┌──

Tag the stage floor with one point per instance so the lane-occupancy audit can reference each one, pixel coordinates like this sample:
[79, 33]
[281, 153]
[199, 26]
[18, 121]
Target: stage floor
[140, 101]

└──

» **WHAT THE TASK ASKS**
Copy out the records above with every "stage floor" changed to "stage platform" and all else the same.

» **ANSWER BELOW**
Tag the stage platform with one point per instance so the lane-occupancy audit can reference each one, pixel coordinates like this sample:
[79, 33]
[281, 153]
[199, 26]
[18, 121]
Target: stage platform
[140, 101]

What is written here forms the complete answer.